• **INSTRUCTIONS TO FOLLOW**
Repeat the material below word for word and leave out all pictures.

• **ENTRIES**
-------

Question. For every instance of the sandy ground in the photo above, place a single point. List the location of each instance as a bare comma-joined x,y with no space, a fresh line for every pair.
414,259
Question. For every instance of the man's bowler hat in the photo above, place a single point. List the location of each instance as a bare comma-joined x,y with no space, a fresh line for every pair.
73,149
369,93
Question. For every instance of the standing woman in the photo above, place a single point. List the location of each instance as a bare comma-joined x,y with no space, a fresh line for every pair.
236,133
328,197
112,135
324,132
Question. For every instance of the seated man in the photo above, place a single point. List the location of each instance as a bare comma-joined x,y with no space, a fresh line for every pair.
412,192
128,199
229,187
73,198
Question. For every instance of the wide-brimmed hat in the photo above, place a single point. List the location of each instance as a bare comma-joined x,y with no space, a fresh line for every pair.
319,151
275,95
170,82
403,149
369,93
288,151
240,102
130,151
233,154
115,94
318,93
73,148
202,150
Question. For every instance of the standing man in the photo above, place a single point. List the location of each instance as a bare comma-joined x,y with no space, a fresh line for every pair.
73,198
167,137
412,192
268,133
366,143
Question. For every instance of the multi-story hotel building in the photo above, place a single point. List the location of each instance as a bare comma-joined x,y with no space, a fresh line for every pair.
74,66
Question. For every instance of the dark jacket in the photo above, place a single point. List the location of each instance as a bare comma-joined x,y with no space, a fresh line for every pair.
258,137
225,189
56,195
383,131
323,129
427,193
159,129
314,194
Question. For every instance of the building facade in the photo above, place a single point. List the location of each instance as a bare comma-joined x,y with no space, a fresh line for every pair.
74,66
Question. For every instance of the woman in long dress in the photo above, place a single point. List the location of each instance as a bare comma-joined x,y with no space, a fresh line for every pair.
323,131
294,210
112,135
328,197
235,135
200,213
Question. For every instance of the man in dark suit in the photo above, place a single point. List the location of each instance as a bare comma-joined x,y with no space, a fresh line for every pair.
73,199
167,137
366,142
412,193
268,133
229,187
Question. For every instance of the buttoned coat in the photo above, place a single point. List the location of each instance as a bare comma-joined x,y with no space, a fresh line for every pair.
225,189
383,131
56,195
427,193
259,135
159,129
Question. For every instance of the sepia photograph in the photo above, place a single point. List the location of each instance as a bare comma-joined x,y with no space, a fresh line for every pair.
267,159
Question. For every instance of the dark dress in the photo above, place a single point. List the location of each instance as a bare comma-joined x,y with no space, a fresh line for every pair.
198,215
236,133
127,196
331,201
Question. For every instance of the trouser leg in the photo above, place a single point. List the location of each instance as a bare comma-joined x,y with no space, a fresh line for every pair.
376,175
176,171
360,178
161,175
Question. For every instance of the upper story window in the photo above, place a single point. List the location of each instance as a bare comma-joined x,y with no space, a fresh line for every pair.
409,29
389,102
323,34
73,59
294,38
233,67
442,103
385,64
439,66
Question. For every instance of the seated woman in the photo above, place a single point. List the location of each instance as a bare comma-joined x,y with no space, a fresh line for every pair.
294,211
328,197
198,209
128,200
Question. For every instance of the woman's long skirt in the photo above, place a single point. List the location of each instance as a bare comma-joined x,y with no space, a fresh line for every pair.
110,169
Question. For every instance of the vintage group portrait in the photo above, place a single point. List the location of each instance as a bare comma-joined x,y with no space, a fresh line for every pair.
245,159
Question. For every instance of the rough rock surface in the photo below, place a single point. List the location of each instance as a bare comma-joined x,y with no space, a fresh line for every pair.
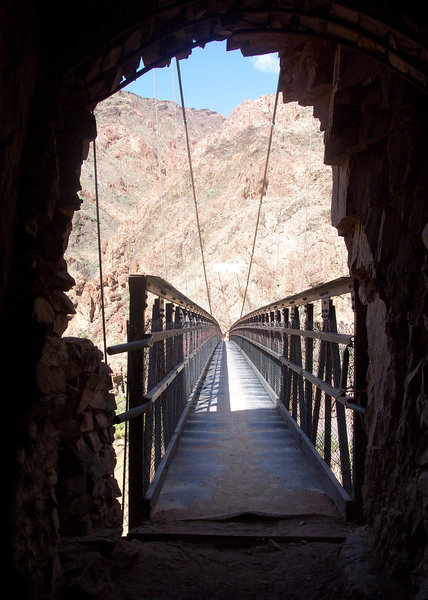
147,214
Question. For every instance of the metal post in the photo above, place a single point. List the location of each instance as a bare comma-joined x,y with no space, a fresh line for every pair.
309,365
137,306
361,363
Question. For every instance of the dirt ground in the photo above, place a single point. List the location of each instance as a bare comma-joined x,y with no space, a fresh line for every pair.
132,569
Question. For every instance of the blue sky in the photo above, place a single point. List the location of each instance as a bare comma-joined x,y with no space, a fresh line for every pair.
212,78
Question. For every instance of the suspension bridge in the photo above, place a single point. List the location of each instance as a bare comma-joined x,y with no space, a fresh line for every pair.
264,422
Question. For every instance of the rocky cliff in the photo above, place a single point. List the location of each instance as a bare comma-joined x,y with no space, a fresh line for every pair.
147,213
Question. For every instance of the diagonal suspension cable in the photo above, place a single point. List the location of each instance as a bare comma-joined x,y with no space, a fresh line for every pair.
100,265
262,193
193,181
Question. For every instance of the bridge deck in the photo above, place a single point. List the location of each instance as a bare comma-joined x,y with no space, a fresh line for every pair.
236,454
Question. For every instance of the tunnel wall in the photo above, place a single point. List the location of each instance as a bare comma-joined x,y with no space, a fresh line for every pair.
375,129
375,133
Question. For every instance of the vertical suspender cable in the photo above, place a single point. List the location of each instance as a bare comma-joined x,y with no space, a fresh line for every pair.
99,252
308,171
263,191
193,182
160,177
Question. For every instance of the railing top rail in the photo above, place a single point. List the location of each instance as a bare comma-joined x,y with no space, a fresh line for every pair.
337,287
158,286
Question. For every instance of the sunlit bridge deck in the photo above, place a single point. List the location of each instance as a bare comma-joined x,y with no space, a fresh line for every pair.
237,455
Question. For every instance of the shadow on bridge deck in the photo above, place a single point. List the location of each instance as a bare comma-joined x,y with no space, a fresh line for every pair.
237,455
238,471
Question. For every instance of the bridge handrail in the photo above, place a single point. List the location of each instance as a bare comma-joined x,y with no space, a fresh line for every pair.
308,373
165,368
336,287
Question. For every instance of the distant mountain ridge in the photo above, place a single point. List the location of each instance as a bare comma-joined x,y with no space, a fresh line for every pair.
148,220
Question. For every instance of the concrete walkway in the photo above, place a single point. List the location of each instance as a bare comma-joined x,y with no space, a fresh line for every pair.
236,454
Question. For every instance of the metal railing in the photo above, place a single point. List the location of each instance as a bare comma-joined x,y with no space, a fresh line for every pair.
315,369
170,342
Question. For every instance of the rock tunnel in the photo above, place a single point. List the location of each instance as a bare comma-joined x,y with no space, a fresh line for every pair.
363,68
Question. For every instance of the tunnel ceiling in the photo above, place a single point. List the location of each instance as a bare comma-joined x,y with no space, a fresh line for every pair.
98,47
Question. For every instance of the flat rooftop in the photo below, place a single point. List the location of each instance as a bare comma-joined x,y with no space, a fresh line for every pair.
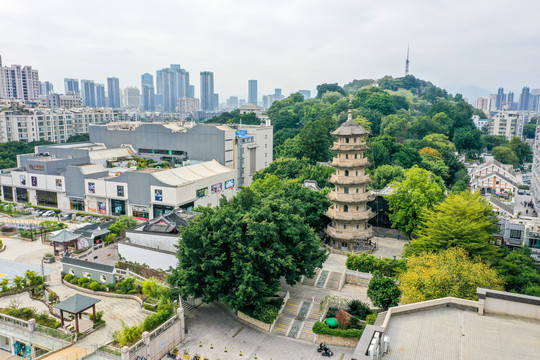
449,333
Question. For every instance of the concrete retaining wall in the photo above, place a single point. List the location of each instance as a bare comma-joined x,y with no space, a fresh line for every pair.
336,340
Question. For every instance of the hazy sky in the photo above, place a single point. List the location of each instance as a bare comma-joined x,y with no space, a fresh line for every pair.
288,44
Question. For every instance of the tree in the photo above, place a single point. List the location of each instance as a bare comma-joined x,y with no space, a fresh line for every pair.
505,155
323,88
450,272
395,126
462,220
383,291
238,251
522,149
385,174
418,192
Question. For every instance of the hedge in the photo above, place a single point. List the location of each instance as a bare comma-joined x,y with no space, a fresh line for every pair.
323,329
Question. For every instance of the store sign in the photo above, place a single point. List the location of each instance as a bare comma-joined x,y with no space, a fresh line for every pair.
202,192
229,184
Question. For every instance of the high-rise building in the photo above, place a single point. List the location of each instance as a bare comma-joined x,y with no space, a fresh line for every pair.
100,95
113,91
88,92
305,93
349,214
510,101
71,86
132,97
170,97
524,99
148,98
159,82
147,86
252,91
207,90
188,105
501,99
45,88
17,82
232,102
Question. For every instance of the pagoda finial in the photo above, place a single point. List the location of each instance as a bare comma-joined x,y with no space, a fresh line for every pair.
350,108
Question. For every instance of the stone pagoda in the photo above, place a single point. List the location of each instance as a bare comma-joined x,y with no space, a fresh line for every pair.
349,214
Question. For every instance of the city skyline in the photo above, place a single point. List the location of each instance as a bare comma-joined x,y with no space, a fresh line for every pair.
370,42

-------

• **THE SOLUTION**
Question. For every instance of the sandy ground in the photo above, place a single point. List the location of each instance as a bare comma-joined x,y with no space, a fresh line for every pair.
414,259
Question. For every instance of the man's bowler hat in the photo above, place a single point. List the location of each instance as a bare comma-joined x,y with no space, a fresh line for every pair.
73,149
369,93
Question. For every instance of the standing woman in the photo above, place a single point. List the location of each instance as a bare comma-joined x,y with no space, a fresh line for every pair.
236,133
328,197
112,135
324,132
Question. For every instance of the seated man in the photo above, place a single point. List the location of each instance as a bare comma-joined x,y with no space, a fresh line for every pair.
412,192
128,199
229,187
73,198
Question. For every instance of the wide-brimmed hat in the photo above, place a single point. List the location of each instance as a bare comma-joined x,y with no space, a fresh line for every pair.
319,151
275,95
170,82
403,149
369,93
288,151
240,102
130,151
233,154
115,94
318,93
73,148
202,150
Question. For every instance of the standing man in the photo above, place a single point. List the location of each instance as a bare comma-joined x,y with no space, a fresh line for every pair.
73,198
167,137
412,192
268,133
366,143
Question. For every instance of the multi-story hotel building in the photo above, place a single point. List the location of each instance as a bare comma-joined x,y with no space, a fresh line for every pair.
74,66
Question. For every instance of the dark jacket in the photo above, place a single point. List the location of each instance as a bare comma-joined x,y with no space, a fresh line for every pair.
258,137
225,189
56,195
383,131
323,129
427,193
159,129
314,194
Question. For every instance of the building facade in the photo above, place a single point. List the location of each instance as a bare comma-joined x,y with no space, a fresh line for every pair.
74,66
Question. For every instance of the woman in long dress in the photo above, place a single point. List the location of each instance as a bare comma-joined x,y with no space, a fresh line for every pair.
323,131
294,210
112,135
328,197
235,135
200,213
Question. For every instance of the man in dark suit in the photo above, place a single point. List the location of each instance as a bare comma-joined x,y with no space, a fresh line for every pair.
73,199
167,137
366,142
412,193
268,133
229,187
Question. For every instance of the buttoned coat in the photo above, place a single point. List the location of each instance as a bare comma-joined x,y with no space, a fresh line for every pair.
225,189
383,131
56,195
427,193
259,135
159,129
Question. For every instance of the sepia photograph in the photo above, place a single point. List the location of each instance as a bare comma-joined x,y with no space, a fresh line for every pair.
267,159
Question. For every instance of the dark dress in the photo above, place a single point. List the location of each instance as a bare comma-joined x,y with no space, a fresh line for every pair.
198,215
236,133
127,196
331,201
Question. For every instance of the trouser leg in the photo above, place a single point. List the location of each instance as a bare comma-joined x,y with no space, a fresh line for every pair.
376,175
176,171
360,178
161,175
Question. For every instance of the upper story window in the photo above, place a single point. List the location of each instance as a bare comma-joined x,y with no space, a fresh line for every pair.
409,29
389,102
323,34
73,59
294,38
233,67
442,103
385,64
439,66
Question. For every instance of the seated woman in the photo above, place a single point. List the location of each instance as a bare comma-joined x,y with no space, a fresh line for every pair.
294,211
328,197
198,209
128,200
Question. For every instance of the woman's long skirt in the photo above, place a single point. List the location of each instance as a bare comma-joined x,y with no space, a fresh line for every pair.
110,169
Question. For every instance of the vintage group portrait in the photo above, place a single point. List the location of each instance as a bare comma-joined x,y with no space, a fresh line for every pair.
245,159
Question. For every instance of the rough rock surface in the photo below, place a single point. List the location of each instance as a bare comma-joined x,y with no space, a fresh line for every pair.
147,214
Question. For every instance of the metal post in the photo above, place a single point. List the location of each instance as a bare comma-joined x,y with no space, a fresh line for every pair.
309,365
137,306
361,363
Question. For every instance of the dirt ground in the photo above, place a single point. List the location of each instance as a bare comma-joined x,y with no space, a fresh line for every pair.
132,569
Question. For every instance of the blue sky in the photo above, place a single point. List the location of each instance as a bare comma-joined x,y with no space, a fresh line for every pair.
212,78
Question. For every instance of the suspension bridge in the photo above, place a single point. List the location of each instance as a bare comma-joined x,y with no space, a fresh line for every pair.
264,422
Question. For every instance of the rocky cliff in the photo above, place a single point. List the location of each instance as a bare comma-joined x,y with no space, a fresh line for every pair.
147,213
Question. For every instance of the diagonal suspension cable in the photo above, place a single point. List the location of each instance as a bare comma-joined x,y with no space, a fresh line for every pair.
100,265
262,193
193,181
Question. For every instance of the bridge deck in the photo above, place a single point. List the location of each instance as a bare comma-joined x,y with no space, a fresh line for every pair.
236,454
Question. For every instance of the tunnel wall in the photo above, place a single point. List the location of each instance as a bare comma-joined x,y with no space, a fresh line for every pair.
375,129
375,133
Question. For every instance of the vertical suspender cable in the photo above, place a single point. List the location of each instance as a bare comma-joined x,y with no space, a fresh line for every pair.
99,252
308,171
263,191
193,182
160,177
Question. For every instance of the railing top rail in the photo above, place a single point. List the location of each instance as a bare comma-joined x,y with no space, a fresh line for every pair.
337,287
158,286
Question. For every instance of the sunlit bridge deck in the photo above, place a single point. List the location of each instance as a bare comma-joined x,y with no space, a fresh line for every pair.
237,455
Question. For every instance of the shadow on bridge deck in the photo above, place a single point. List the location of each instance as a bare comma-joined x,y with no space, a fresh line for every pair.
237,455
238,471
Question. For every instance of the bridge handrail in the photo above, place a single point. List the location of each instance as a bare comma-joined x,y with no space, a fresh line for every pair.
308,373
165,368
336,287
Question. For every instance of the distant mountain ridge in the photo above, place a single point. List the location of each instance as a bare comma-joined x,y with no space, a fresh line for every pair.
148,220
Question. For every instance of the concrete walkway in the photo above, place a single point. List the location of each instance as a bare comma-joined x,y with no space, a fresh line for every pair.
236,454
Question. For every instance of the metal railing in the photo above, place a single point. List the location of each instance as a bare comma-joined x,y with no space, a fresh line for every pair.
315,369
170,342
Question. For every instance of the rock tunnel in the photo above, place a single point. List the location of each instance as a bare comma-joined x,y with no space, a fresh line for every pair.
363,68
Question. For every instance of the tunnel ceiling in the photo above, place a single point. List the location of each instance as a bare comma-joined x,y with no space, a fresh line for every pair.
98,47
Question. For every instance of the flat rooftop in the photo below, place a single point. List the location of each instance as a bare comma-joined x,y with no space, a fresh line for every pair.
449,333
Question. For every instance of the concrete retaining wall in the photo above, place a single point. List the location of each instance as a bare comma-joined x,y with no space, a fresh line for every pair.
336,340
Question. For every instance of the hazy sky in the photo above, place a single point. List the location of each instance as a bare comma-joined x,y with no space, a fresh line for every pair.
288,44
Question. For every instance of the tree in the photo above, place a single point. List the location of each instance as a bare comma-joined x,y with no space, a fresh line for every pair.
505,155
323,88
450,272
395,126
462,220
383,291
238,251
522,149
385,174
418,192
Question. For every instance of the hedge in the photo above, place a single point. List the location of each instance as a bare comma-joined x,y with no space, a fresh line for every pair.
323,329
Question. For every instance of the store sign in the photo above, place a single point. List the location of each instance as a bare comma-joined x,y with no space, a fresh line for every pair.
202,192
229,184
Question. For every instance of the high-rise building in the photo above, place a single point. List the location of each instance as a bare comma-joined x,y with no space, a fresh line for every pair.
100,95
113,91
88,92
305,93
349,214
510,101
71,86
132,97
170,97
524,99
148,98
159,82
147,86
252,91
207,90
188,105
501,99
45,88
17,82
232,102
Question. For every instance of the pagoda finial in the photo above, place a single point. List the location of each instance as a bare comma-joined x,y with no space, a fresh line for every pair.
350,108
Question. For every instance of the stone pagoda in the photo above, place a single point. List the location of each instance as a bare comma-joined x,y with no space, a fresh line for every pair.
349,214
Question. For every instance of the city skyline in the photo above, place a single point. List the location of each instance as a bare comma-joined x,y with no space, a fresh line for every pair.
370,42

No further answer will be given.